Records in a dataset
+ + + +
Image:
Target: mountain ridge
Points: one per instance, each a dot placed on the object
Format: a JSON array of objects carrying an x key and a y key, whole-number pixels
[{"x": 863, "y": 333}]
+ + + +
## [WRITTEN TASK]
Express the records above as a Markdown table with the columns Row and Line, giving each non-blank line its own row and numbering the rows in order.

## [PROBLEM SOLUTION]
| Row | Line |
|---|---|
| 1 | Image: |
| 2 | Target: mountain ridge |
| 3 | Points: one per instance, each a dot placed on the object |
| 4 | Format: a JSON array of objects carrying an x key and a y key, whole-number pixels |
| 5 | [{"x": 863, "y": 333}] |